▶ [TASK TO COMPLETE]: In the material below, copy out the stretch from the line containing "the green glass" through the line containing "<point>296,253</point>", both ends included and requests included. Multiply every coordinate in the answers by 1.8 and round to whole numbers, with halves rounded up.

■ ■ ■ ■ ■

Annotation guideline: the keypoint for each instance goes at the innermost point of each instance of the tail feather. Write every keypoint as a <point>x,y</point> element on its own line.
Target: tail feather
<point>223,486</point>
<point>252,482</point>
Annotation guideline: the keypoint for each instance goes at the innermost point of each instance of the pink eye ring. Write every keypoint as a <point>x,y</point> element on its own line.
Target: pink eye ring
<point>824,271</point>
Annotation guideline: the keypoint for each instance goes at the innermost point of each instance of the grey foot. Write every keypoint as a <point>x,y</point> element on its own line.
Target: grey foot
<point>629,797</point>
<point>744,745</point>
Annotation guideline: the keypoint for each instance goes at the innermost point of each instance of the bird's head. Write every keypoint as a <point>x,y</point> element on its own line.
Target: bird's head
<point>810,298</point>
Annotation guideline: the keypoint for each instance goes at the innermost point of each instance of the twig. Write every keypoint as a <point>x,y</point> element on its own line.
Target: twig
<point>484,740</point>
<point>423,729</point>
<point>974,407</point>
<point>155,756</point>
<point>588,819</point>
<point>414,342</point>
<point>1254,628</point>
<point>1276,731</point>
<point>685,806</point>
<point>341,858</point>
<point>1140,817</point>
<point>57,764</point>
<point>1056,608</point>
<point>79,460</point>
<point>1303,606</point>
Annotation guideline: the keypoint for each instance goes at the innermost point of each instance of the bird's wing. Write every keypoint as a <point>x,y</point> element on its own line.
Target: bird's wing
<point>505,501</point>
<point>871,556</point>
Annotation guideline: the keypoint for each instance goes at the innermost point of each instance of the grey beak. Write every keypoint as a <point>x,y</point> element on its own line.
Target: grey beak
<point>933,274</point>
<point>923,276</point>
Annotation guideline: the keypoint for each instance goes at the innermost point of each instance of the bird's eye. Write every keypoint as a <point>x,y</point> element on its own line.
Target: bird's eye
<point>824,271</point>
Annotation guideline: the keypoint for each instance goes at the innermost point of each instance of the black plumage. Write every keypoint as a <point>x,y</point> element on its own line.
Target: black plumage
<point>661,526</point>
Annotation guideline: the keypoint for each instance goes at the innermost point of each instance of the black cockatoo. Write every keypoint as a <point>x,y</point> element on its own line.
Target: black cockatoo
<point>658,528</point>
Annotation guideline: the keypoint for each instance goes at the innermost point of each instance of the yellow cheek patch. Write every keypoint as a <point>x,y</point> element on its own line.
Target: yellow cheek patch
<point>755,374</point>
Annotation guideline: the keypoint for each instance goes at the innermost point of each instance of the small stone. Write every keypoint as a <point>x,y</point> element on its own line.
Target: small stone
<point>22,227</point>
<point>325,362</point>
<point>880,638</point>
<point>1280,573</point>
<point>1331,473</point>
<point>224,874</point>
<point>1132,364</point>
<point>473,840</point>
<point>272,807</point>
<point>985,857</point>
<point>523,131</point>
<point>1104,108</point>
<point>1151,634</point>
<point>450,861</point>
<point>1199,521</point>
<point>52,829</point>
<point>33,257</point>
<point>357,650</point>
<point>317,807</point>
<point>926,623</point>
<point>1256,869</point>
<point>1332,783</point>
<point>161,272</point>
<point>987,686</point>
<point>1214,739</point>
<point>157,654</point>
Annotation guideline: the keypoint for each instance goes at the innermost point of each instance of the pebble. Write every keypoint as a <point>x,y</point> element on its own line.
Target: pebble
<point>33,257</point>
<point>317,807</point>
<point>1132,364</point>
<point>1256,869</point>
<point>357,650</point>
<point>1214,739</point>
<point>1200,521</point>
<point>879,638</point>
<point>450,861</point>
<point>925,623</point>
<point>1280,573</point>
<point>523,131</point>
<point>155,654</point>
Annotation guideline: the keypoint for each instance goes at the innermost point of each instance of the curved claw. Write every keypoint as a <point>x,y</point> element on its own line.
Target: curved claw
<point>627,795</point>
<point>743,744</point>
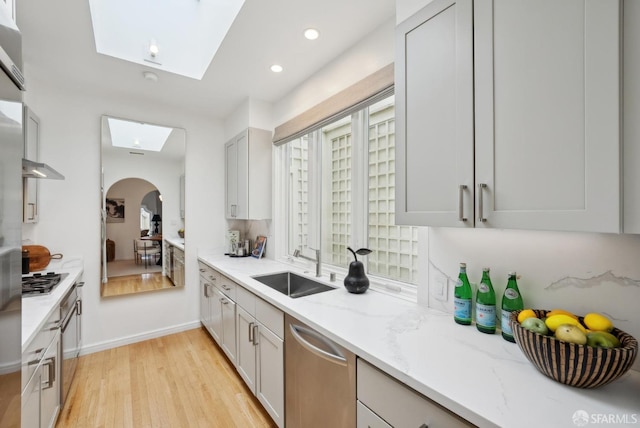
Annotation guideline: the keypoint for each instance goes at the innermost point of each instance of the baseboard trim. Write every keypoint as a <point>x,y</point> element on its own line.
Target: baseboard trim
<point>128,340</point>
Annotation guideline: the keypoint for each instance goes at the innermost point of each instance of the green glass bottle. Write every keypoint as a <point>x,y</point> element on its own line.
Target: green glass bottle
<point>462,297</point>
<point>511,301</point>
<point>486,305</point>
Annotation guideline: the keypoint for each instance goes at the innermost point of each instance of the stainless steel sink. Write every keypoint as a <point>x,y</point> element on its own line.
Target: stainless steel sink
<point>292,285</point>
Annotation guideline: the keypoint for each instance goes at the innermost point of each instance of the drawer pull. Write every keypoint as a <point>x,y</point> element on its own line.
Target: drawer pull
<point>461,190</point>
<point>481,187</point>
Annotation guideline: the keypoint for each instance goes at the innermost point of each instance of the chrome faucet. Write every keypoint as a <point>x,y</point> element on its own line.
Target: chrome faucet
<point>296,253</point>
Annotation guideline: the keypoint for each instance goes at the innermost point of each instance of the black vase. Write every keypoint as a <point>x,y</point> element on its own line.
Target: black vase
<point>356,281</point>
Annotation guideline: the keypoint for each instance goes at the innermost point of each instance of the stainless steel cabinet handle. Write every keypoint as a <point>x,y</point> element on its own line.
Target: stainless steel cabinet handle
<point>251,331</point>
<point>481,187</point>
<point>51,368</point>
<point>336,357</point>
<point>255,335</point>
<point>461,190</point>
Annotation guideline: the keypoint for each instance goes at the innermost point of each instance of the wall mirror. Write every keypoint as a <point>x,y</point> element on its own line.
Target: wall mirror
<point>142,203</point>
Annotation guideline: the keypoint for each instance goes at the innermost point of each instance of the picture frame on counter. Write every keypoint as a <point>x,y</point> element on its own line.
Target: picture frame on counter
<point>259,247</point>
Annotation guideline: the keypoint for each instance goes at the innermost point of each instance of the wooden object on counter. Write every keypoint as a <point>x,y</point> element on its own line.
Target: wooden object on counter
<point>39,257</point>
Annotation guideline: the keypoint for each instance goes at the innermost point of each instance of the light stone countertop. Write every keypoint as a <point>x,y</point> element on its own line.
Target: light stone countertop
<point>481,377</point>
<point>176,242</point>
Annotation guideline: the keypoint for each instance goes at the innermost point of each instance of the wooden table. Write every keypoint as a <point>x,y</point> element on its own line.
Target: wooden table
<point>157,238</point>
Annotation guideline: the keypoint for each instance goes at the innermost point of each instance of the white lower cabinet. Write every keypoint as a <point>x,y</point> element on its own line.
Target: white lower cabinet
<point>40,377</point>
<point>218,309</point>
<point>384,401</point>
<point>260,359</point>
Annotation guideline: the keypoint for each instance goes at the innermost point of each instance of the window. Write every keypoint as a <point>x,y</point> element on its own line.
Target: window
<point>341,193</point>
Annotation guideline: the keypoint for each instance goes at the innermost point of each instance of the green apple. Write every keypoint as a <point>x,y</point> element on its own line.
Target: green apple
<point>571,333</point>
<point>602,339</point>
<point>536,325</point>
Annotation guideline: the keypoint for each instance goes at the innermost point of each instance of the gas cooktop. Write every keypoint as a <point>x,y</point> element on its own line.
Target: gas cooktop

■ ■ ■ ■ ■

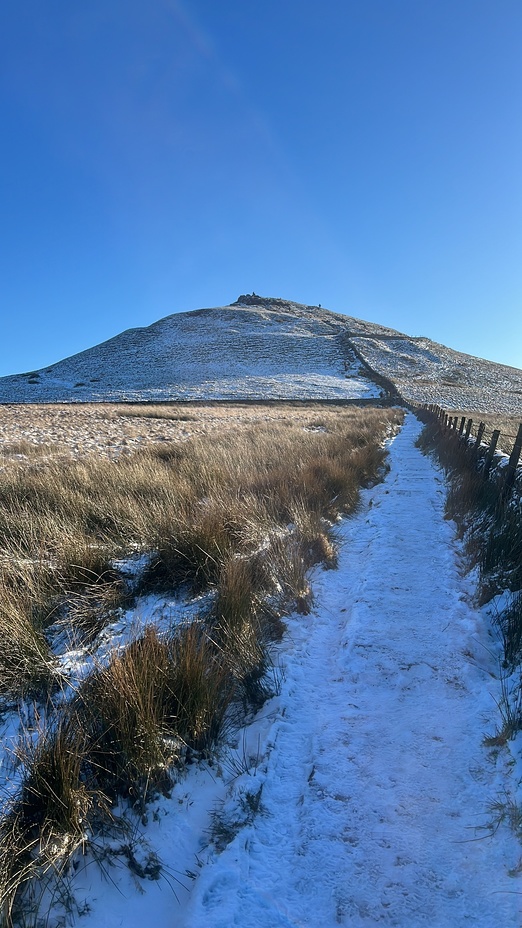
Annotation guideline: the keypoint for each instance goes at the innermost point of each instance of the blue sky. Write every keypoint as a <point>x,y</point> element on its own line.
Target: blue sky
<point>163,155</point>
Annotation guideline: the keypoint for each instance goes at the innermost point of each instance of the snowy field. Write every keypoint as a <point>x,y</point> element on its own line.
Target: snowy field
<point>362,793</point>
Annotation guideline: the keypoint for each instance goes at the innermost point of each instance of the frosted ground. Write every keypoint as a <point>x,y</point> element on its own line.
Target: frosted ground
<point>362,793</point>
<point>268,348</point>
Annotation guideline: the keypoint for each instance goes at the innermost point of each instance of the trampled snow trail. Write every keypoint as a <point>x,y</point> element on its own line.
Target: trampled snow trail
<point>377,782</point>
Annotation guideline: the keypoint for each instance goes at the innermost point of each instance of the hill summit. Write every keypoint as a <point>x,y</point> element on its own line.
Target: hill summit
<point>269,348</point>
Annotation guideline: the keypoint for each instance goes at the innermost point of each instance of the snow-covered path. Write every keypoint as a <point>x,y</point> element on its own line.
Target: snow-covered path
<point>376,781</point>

■ ■ ■ ■ ■

▶ [ANSWER BELOW]:
Annotation guideline: the keypoint for each instance goes at the innermost point of each instance of the green glass bottle. Write every keypoint as a <point>x,y</point> element on its own line.
Target: green glass bottle
<point>832,535</point>
<point>920,542</point>
<point>875,549</point>
Annotation guideline: the keypoint for each instance goes at the innermost point of each instance of the stainless steel sink. Write every keypoint as a <point>x,y</point> element on its own line.
Target: stainless steel sink
<point>526,513</point>
Annotation guideline: the keypoint for each instance goes at the innermost point of each instance of the drawer pull. Write every keypoint as a <point>x,y</point> element on its own line.
Target: drawer pull
<point>830,342</point>
<point>866,337</point>
Annotation guideline: the keypoint for each instance goes at the innermost point of each instance of the chrome faucet. Write every keypoint as a <point>x,y</point> element on its own line.
Target: chrome faucet
<point>533,455</point>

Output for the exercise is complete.